- [What the exercise asks]
Pull out the lines from the start of the entries through the line containing "column 1214, row 181", inclusive, and repeat them word for word. Leave the picture out of your answer.

- [The input]
==============================

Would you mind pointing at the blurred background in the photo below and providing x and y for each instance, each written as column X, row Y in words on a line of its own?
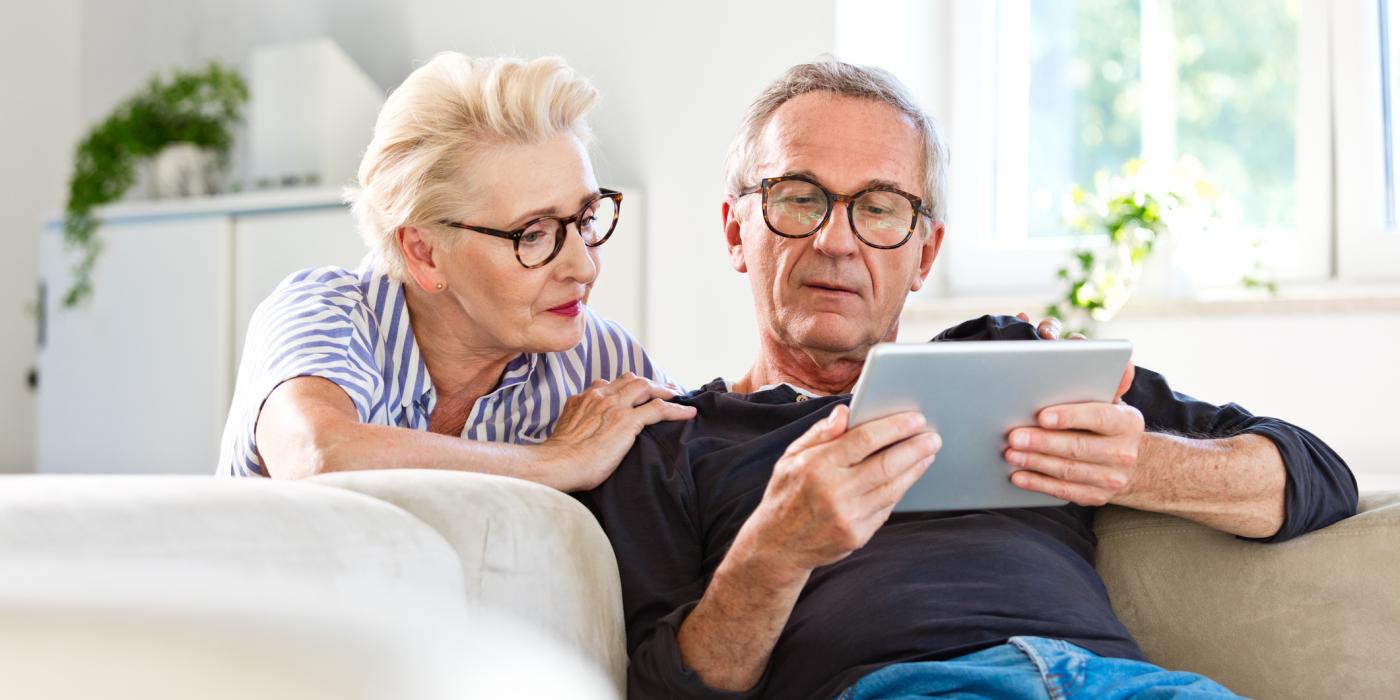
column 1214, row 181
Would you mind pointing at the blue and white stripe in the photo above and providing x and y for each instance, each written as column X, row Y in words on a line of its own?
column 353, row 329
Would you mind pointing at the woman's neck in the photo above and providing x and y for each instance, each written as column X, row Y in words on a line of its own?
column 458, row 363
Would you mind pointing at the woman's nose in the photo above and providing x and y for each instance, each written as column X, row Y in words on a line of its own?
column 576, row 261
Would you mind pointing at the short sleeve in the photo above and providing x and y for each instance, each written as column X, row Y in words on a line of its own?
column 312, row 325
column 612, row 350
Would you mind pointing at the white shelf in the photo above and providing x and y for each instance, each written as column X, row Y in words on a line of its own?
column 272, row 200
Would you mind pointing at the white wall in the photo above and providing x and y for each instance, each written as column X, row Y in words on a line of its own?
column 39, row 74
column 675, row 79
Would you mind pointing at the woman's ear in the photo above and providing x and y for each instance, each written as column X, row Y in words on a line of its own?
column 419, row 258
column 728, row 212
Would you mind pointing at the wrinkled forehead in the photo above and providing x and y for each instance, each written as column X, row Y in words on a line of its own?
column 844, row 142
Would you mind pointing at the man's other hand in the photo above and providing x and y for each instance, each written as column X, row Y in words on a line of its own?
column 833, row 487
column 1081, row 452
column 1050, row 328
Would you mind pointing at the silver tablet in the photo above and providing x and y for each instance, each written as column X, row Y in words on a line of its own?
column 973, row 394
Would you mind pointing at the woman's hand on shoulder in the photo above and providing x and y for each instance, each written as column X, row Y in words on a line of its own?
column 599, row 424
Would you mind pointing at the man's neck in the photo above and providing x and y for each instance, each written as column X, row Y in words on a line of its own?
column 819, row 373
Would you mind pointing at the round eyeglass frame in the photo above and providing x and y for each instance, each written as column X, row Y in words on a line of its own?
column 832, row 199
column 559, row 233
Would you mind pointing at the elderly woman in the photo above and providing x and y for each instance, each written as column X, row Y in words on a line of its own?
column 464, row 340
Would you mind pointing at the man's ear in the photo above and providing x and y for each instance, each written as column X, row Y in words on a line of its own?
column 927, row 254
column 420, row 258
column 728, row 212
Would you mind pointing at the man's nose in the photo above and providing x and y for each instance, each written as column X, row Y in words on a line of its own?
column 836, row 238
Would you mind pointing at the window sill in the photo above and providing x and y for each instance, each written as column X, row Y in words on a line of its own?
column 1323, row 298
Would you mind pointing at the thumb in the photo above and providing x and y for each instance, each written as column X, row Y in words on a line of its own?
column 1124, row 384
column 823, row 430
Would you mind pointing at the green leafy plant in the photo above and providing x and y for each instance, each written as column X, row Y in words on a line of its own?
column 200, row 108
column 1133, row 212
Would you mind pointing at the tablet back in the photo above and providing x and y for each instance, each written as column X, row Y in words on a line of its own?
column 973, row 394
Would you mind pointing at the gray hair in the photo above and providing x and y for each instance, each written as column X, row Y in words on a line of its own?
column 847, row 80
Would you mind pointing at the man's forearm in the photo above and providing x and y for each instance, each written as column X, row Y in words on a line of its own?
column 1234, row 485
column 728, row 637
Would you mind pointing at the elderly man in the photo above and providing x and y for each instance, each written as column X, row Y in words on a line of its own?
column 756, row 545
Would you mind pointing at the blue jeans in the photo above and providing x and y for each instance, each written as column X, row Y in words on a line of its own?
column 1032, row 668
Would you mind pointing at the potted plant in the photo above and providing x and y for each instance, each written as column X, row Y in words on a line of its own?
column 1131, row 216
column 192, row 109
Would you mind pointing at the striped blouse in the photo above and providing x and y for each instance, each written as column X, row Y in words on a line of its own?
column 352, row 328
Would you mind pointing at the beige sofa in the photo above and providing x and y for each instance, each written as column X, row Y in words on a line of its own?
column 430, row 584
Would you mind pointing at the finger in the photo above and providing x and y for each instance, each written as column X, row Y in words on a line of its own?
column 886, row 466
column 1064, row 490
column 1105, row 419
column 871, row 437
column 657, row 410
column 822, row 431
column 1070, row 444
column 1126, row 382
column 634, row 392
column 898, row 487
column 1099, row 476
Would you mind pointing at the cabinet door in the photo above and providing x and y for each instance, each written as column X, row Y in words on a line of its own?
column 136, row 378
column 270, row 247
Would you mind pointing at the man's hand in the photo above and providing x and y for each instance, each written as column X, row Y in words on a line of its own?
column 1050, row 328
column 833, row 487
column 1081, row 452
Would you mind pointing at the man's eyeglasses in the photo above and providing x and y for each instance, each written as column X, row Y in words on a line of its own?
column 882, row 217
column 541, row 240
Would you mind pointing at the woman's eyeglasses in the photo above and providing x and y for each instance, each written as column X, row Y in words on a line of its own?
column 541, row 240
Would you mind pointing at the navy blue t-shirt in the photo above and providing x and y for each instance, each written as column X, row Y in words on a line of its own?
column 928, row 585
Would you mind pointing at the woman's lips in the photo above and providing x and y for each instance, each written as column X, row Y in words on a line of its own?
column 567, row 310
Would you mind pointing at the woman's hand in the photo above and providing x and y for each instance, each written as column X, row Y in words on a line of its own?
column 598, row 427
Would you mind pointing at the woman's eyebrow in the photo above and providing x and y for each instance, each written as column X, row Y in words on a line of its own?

==============================

- [Reply to the exercise]
Would you mind pointing at the blurred background in the photo below and providing x and y for each instance, each written as column X, row Y in words on a line of its own?
column 1214, row 181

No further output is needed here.